Work to be completed ▸
Set down every line below, word for word.
++++ Supplied records
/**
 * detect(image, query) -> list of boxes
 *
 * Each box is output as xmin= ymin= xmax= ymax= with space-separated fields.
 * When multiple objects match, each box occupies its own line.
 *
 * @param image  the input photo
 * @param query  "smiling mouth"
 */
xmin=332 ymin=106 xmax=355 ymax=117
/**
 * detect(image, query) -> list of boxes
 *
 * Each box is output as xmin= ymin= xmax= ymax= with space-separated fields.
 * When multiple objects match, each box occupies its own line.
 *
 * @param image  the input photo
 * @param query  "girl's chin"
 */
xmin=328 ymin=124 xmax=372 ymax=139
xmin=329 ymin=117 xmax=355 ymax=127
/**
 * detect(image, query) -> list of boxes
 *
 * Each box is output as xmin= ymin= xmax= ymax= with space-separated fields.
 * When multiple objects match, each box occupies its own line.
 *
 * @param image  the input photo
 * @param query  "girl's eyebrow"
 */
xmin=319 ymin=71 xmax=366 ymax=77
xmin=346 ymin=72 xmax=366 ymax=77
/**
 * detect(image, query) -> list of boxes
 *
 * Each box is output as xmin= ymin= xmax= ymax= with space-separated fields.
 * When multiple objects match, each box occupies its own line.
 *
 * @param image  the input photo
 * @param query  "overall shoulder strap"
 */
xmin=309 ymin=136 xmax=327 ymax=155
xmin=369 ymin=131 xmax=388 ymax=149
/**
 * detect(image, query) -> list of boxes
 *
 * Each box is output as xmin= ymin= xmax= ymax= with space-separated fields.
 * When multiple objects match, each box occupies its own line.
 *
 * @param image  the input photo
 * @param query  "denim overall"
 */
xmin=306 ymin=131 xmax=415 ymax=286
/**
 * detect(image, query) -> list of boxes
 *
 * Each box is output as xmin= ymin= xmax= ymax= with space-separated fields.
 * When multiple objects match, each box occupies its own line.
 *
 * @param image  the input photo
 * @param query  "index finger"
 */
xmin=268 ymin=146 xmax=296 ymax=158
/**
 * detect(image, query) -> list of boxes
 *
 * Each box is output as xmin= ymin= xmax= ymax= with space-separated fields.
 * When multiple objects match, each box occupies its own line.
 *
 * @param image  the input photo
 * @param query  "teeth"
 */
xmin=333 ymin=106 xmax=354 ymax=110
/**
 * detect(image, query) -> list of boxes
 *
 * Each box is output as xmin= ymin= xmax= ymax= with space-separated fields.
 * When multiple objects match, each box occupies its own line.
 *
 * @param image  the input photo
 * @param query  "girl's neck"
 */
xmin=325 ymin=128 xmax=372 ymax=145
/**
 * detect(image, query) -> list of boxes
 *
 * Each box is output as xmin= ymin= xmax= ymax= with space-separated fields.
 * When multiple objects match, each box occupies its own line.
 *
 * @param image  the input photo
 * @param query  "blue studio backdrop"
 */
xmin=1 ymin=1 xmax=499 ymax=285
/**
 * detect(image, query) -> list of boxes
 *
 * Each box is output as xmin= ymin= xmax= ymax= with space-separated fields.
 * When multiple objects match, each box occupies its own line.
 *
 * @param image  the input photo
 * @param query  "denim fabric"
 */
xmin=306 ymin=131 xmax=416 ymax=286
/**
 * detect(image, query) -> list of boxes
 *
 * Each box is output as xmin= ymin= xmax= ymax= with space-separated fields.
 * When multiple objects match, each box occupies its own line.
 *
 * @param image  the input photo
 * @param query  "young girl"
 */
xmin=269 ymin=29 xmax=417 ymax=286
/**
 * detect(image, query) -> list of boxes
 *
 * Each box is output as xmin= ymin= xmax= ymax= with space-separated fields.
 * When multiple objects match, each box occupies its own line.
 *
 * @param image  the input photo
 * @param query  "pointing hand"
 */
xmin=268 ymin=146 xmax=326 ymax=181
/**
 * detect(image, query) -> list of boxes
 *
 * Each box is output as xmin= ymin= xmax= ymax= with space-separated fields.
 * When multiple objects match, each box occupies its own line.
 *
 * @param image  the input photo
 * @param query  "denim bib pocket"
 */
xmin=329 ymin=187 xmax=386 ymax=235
++++++++
Answer to the exercise ▸
/**
 * detect(image, query) -> list of boxes
 *
 * Each box is output as xmin= ymin= xmax= ymax= with space-separated fields.
 * When multiple objects match, each box occupies its own line.
 *
 * @param image  the input photo
 * @param query  "smiling mouth"
 */
xmin=332 ymin=106 xmax=355 ymax=117
/**
 * detect(image, query) -> list of boxes
 *
 * Each box is output as xmin= ymin= xmax= ymax= with space-separated fields.
 * When multiple objects match, each box occupies its own line.
 *
 * @param image  the input photo
 * @param query  "girl's chin"
 */
xmin=328 ymin=124 xmax=372 ymax=139
xmin=329 ymin=117 xmax=355 ymax=127
/**
 * detect(image, query) -> list of boxes
 *
 * Each box is output as xmin= ymin= xmax= ymax= with space-separated fields.
 * When multiple objects match, each box occupies its own line.
 *
 * @param image  the input photo
 * @param query  "girl's eyebrow"
 */
xmin=319 ymin=71 xmax=366 ymax=77
xmin=346 ymin=72 xmax=366 ymax=77
/**
 * detect(image, query) -> list of boxes
 *
 * Each box is output as xmin= ymin= xmax= ymax= with space-separated fields.
 * When multiple objects match, each box occupies its own line.
 *
 * @param image  the input photo
 * @param query  "overall shoulder strap"
 */
xmin=309 ymin=136 xmax=327 ymax=155
xmin=369 ymin=131 xmax=388 ymax=149
/**
 * detect(image, query) -> list of boxes
 *
 * Each box is output as xmin= ymin= xmax= ymax= with space-separated fields.
 * When multiple objects match, each box occupies its own line.
 *
 * @param image  the input photo
 * @param query  "denim overall"
 */
xmin=306 ymin=131 xmax=415 ymax=286
/**
 * detect(image, query) -> list of boxes
 *
 * Each box is output as xmin= ymin= xmax= ymax= with space-separated fields.
 * When multiple objects match, each box occupies its own line.
 *
 * @param image  the input photo
 * @param query  "index finger"
 */
xmin=268 ymin=146 xmax=296 ymax=158
/**
 * detect(image, query) -> list of boxes
 *
 * Each box is output as xmin= ymin= xmax= ymax= with space-separated fields.
 * When multiple objects match, each box occupies its own line.
 *
 * @param image  the input photo
 * @param query  "teeth"
 */
xmin=333 ymin=106 xmax=354 ymax=110
/**
 * detect(image, query) -> list of boxes
 *
 * Each box is output as xmin= ymin= xmax= ymax= with space-separated fields.
 * When multiple objects match, each box occupies its own line.
 *
 * @param image  the input photo
 * @param query  "girl's neck"
 */
xmin=325 ymin=128 xmax=372 ymax=145
/**
 * detect(image, query) -> list of boxes
 *
 * Each box is output as xmin= ymin= xmax= ymax= with space-separated fields.
 * When multiple objects match, each box occupies its own line.
 *
 * @param image  the input photo
 * @param query  "blue studio backdrop"
 */
xmin=1 ymin=1 xmax=499 ymax=285
/**
 * detect(image, query) -> list of boxes
 *
 * Each box is output as xmin= ymin= xmax= ymax= with space-separated fields.
 * When multiple objects match, each box occupies its own line.
 *
 * @param image  the input photo
 * @param query  "denim fabric"
 */
xmin=306 ymin=131 xmax=416 ymax=286
/**
 * detect(image, query) -> list of boxes
 *
 * Each box is output as xmin= ymin= xmax= ymax= with space-separated fields.
 * When multiple objects match, each box occupies its own line.
 *
 * @param image  the input photo
 * @param query  "young girl"
 */
xmin=269 ymin=29 xmax=417 ymax=286
/**
 * detect(image, query) -> list of boxes
 *
 * Each box is output as xmin= ymin= xmax= ymax= with space-separated fields.
 * When multiple objects match, each box occupies its own line.
 *
 * @param image  the input photo
 * @param query  "pointing hand"
 */
xmin=268 ymin=146 xmax=326 ymax=181
/**
 * detect(image, query) -> list of boxes
 *
 * Each box is output as xmin= ymin= xmax= ymax= with space-separated fields.
 * When multiple objects match, each box occupies its own line.
 *
 * @param image  the input photo
 * @param query  "denim bib pocket"
 */
xmin=329 ymin=187 xmax=386 ymax=235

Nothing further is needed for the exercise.